Adds support for native 4-bit type.

Spec:
https://github.com/KhronosGroup/SPIRV-Registry/blob/main/extensions/INTEL/SPV_INTEL_int4.asciidoc
---
 llvm/lib/Target/SPIRV/SPIRVCommandLine.cpp    |  3 +-
 llvm/lib/Target/SPIRV/SPIRVGlobalRegistry.cpp | 21 +++++++++++---
 llvm/lib/Target/SPIRV/SPIRVLegalizerInfo.cpp  |  3 +-
 llvm/lib/Target/SPIRV/SPIRVPreLegalizer.cpp   |  3 +-
 .../lib/Target/SPIRV/SPIRVSymbolicOperands.td |  3 ++
 .../SPV_INTEL_int4/cooperative_matrix.ll      | 20 +++++++++++++
 .../extensions/SPV_INTEL_int4/negative.ll     | 29 +++++++++++++++++++
 .../extensions/SPV_INTEL_int4/trivial.ll      | 25 ++++++++++++++++
 8 files changed, 100 insertions(+), 7 deletions(-)
 create mode 100644 llvm/test/CodeGen/SPIRV/extensions/SPV_INTEL_int4/cooperative_matrix.ll
 create mode 100644 llvm/test/CodeGen/SPIRV/extensions/SPV_INTEL_int4/negative.ll
 create mode 100644 llvm/test/CodeGen/SPIRV/extensions/SPV_INTEL_int4/trivial.ll

diff --git a/llvm/lib/Target/SPIRV/SPIRVCommandLine.cpp b/llvm/lib/Target/SPIRV/SPIRVCommandLine.cpp
index e6cb8cee66a60..fbaca4e0e4d81 100644
--- a/llvm/lib/Target/SPIRV/SPIRVCommandLine.cpp
+++ b/llvm/lib/Target/SPIRV/SPIRVCommandLine.cpp
@@ -99,7 +99,8 @@ static const std::map<std::string, SPIRV::Extension::Extension, std::less<>>
         {"SPV_INTEL_ternary_bitwise_function",
          SPIRV::Extension::Extension::SPV_INTEL_ternary_bitwise_function},
         {"SPV_INTEL_2d_block_io",
-         SPIRV::Extension::Extension::SPV_INTEL_2d_block_io}};
+         SPIRV::Extension::Extension::SPV_INTEL_2d_block_io},
+        {"SPV_INTEL_int4", SPIRV::Extension::Extension::SPV_INTEL_int4}};
 
 bool SPIRVExtensionsParser::parse(cl::Option &O, StringRef ArgName,
                                   StringRef ArgValue,
diff --git a/llvm/lib/Target/SPIRV/SPIRVGlobalRegistry.cpp b/llvm/lib/Target/SPIRV/SPIRVGlobalRegistry.cpp
index ac397fc486e19..d9fcb5623b220 100644
--- a/llvm/lib/Target/SPIRV/SPIRVGlobalRegistry.cpp
+++ b/llvm/lib/Target/SPIRV/SPIRVGlobalRegistry.cpp
@@ -154,7 +154,8 @@ unsigned SPIRVGlobalRegistry::adjustOpTypeIntWidth(unsigned Width) const {
     report_fatal_error("Unsupported integer width!");
   const SPIRVSubtarget &ST = cast<SPIRVSubtarget>(CurMF->getSubtarget());
   if (ST.canUseExtension(
-          SPIRV::Extension::SPV_INTEL_arbitrary_precision_integers))

STORED ROWS:
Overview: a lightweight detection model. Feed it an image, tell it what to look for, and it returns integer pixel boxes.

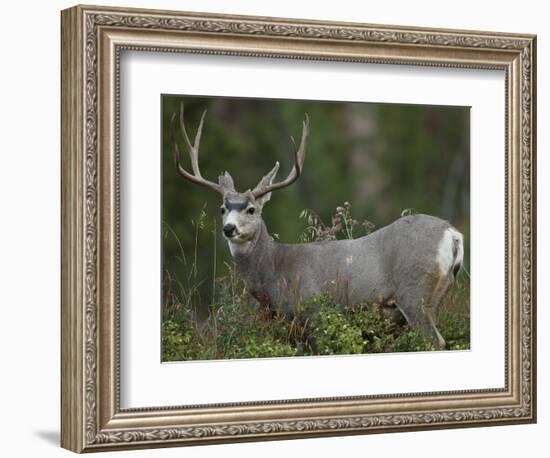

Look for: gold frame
[61,6,536,452]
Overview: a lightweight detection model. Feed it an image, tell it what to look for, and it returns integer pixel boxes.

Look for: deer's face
[220,192,262,245]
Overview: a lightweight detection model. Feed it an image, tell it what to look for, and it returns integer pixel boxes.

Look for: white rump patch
[436,228,464,275]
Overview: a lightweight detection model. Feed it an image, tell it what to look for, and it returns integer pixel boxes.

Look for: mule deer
[170,104,464,348]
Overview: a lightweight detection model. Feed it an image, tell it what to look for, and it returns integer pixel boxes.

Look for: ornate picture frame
[61,6,536,452]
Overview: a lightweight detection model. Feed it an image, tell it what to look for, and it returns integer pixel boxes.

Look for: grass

PROBLEM TO SOLVE:
Can you condense the block of file-change statistics in the patch above, beginning "llvm/lib/Target/SPIRV/SPIRVCommandLine.cpp | 3 +-", into a short list that keeps its main facts?

RIGHT ANSWER:
- 8 files changed: 100 insertions, 7 deletions.
- Five files under lib/Target/SPIRV were modified: SPIRVCommandLine.cpp, SPIRVGlobalRegistry.cpp (the largest change, 21 lines), SPIRVLegalizerInfo.cpp, SPIRVPreLegalizer.cpp and SPIRVSymbolicOperands.td.
- Three new test files were created in llvm/test/CodeGen/SPIRV/extensions/SPV_INTEL_int4: cooperative_matrix.ll, negative.ll and trivial.ll.